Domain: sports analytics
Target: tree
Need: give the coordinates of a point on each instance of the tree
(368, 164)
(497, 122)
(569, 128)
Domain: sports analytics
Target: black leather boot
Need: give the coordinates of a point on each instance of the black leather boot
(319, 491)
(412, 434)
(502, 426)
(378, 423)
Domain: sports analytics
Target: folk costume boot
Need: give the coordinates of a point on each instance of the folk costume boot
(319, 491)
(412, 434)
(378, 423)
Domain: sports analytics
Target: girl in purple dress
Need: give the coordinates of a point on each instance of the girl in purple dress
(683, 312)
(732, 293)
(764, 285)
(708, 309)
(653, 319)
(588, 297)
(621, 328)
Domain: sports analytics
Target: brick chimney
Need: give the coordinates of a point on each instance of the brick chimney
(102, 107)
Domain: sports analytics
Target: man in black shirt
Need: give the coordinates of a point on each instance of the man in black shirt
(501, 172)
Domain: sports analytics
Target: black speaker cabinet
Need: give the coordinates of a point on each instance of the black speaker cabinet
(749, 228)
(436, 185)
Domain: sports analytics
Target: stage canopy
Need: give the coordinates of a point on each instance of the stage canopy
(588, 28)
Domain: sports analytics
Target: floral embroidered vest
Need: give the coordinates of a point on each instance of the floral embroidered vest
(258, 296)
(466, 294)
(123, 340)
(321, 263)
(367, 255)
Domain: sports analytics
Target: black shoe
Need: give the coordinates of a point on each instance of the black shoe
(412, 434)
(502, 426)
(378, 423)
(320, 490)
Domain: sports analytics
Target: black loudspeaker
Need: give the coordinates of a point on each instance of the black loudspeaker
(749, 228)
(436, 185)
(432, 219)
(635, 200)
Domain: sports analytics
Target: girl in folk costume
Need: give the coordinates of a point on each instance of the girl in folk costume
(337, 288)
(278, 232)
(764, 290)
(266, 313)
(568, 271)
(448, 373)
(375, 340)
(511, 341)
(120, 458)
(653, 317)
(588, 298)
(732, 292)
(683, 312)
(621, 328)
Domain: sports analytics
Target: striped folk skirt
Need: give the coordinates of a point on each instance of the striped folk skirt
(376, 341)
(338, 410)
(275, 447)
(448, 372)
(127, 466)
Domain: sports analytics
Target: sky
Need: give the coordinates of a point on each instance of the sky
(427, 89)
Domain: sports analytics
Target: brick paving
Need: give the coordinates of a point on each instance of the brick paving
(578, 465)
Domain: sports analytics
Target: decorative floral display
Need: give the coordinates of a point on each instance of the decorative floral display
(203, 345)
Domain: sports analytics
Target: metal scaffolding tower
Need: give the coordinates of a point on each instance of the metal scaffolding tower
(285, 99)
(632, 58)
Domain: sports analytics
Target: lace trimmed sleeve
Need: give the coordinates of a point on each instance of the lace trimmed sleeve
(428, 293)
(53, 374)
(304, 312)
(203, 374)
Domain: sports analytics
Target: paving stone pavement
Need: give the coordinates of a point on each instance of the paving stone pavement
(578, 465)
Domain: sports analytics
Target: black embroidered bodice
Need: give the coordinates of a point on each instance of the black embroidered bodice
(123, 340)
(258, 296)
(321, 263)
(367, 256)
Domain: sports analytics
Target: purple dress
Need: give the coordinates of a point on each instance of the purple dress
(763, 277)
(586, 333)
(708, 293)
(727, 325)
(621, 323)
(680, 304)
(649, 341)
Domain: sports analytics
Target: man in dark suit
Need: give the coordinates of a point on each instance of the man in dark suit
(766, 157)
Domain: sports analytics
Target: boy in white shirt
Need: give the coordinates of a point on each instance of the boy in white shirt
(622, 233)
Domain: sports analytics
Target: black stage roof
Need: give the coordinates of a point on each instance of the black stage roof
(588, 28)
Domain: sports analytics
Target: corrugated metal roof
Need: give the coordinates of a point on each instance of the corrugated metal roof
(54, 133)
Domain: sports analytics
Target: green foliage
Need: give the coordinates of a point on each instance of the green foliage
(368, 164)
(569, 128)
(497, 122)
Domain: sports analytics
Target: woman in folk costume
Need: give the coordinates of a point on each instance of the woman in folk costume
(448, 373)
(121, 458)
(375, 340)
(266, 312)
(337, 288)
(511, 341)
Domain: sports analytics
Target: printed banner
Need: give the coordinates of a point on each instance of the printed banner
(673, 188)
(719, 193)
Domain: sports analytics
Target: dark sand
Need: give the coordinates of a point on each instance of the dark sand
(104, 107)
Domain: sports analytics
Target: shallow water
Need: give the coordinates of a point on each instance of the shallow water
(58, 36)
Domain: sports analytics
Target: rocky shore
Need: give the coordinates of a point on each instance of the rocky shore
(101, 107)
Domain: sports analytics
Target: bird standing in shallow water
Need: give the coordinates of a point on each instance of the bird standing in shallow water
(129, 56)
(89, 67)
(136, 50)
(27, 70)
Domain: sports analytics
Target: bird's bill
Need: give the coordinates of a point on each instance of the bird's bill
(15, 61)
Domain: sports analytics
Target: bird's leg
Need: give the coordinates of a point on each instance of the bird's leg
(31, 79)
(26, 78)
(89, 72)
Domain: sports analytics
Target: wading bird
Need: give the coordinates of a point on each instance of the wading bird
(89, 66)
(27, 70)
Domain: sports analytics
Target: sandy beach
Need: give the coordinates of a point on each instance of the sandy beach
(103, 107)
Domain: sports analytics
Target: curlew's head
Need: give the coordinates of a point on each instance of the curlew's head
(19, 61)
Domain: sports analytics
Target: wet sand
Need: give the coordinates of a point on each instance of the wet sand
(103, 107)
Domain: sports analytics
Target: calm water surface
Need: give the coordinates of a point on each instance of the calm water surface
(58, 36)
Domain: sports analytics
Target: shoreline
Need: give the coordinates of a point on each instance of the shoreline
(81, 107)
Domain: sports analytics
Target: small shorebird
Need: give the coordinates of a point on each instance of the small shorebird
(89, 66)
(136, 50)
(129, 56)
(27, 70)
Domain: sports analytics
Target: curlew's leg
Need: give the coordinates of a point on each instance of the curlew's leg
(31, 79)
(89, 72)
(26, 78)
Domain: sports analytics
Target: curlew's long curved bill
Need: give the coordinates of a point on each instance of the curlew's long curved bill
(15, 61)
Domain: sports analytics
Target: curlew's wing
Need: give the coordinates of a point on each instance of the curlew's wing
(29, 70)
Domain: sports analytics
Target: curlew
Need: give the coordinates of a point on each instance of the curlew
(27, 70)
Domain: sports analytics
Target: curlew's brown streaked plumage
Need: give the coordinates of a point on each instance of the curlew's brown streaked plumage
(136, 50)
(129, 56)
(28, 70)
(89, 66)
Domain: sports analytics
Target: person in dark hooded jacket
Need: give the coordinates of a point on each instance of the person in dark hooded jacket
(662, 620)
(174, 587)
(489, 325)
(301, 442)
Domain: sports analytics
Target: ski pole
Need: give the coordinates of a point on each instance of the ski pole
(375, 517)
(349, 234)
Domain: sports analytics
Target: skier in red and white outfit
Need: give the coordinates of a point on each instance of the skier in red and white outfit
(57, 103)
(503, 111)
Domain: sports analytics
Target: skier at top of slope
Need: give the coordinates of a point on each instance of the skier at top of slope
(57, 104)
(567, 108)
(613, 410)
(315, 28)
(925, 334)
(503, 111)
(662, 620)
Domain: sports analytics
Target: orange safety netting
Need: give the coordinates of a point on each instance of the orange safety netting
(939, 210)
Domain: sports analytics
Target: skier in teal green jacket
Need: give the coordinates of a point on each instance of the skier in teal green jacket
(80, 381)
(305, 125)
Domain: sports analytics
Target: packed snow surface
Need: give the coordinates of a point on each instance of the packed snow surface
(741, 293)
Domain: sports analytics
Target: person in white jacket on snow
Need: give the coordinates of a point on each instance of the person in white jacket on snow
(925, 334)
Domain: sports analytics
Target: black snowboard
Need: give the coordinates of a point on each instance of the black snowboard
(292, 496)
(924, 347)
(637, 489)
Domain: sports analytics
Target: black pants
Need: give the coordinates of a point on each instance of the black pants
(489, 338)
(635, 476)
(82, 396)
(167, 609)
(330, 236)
* * * *
- [Work task]: Look above for the line containing "Target: striped folk skirt" and the line containing "Target: boy in white shirt". Transcribe both, with the lines between them, exactly.

- [Your solution]:
Target: striped folk skirt
Need: give the coordinates of a point on each instance of the striped folk skirt
(376, 341)
(338, 410)
(275, 447)
(448, 372)
(127, 466)
Domain: sports analytics
Target: sky
Need: give the coordinates of a point on each instance of the sky
(427, 89)
Domain: sports analytics
Target: brick paving
Need: give the coordinates of a point on each instance of the brick paving
(578, 465)
Domain: sports analytics
Target: decorative floral display
Need: give the coordinates of a point on each instance of the decorative floral display
(203, 345)
Domain: sports analytics
Target: metal scaffolding tower
Need: give the coordinates of a point on each instance of the metal scaffolding tower
(285, 99)
(632, 58)
Domain: sports analytics
Target: lace trimmed sleeve
Need: give the coordinates of a point on each instance of the lace trimmed sleeve
(428, 293)
(53, 374)
(304, 312)
(203, 374)
Domain: sports analytics
Target: paving stone pavement
Need: give the coordinates of a point on each instance of the paving stone pavement
(578, 465)
Domain: sports analytics
Target: black embroidered bodice
Need: give the coordinates of a point on each instance of the black embroidered bodice
(123, 340)
(258, 296)
(321, 263)
(367, 256)
Domain: sports analytics
Target: purple dress
Need: give the coordinates of a point on each instance of the purple dress
(763, 277)
(586, 333)
(708, 293)
(727, 325)
(621, 323)
(680, 304)
(649, 341)
Domain: sports analytics
Target: man in dark suit
Need: give the coordinates of a point on each instance of the man in dark suit
(766, 157)
Domain: sports analytics
Target: boy in white shirt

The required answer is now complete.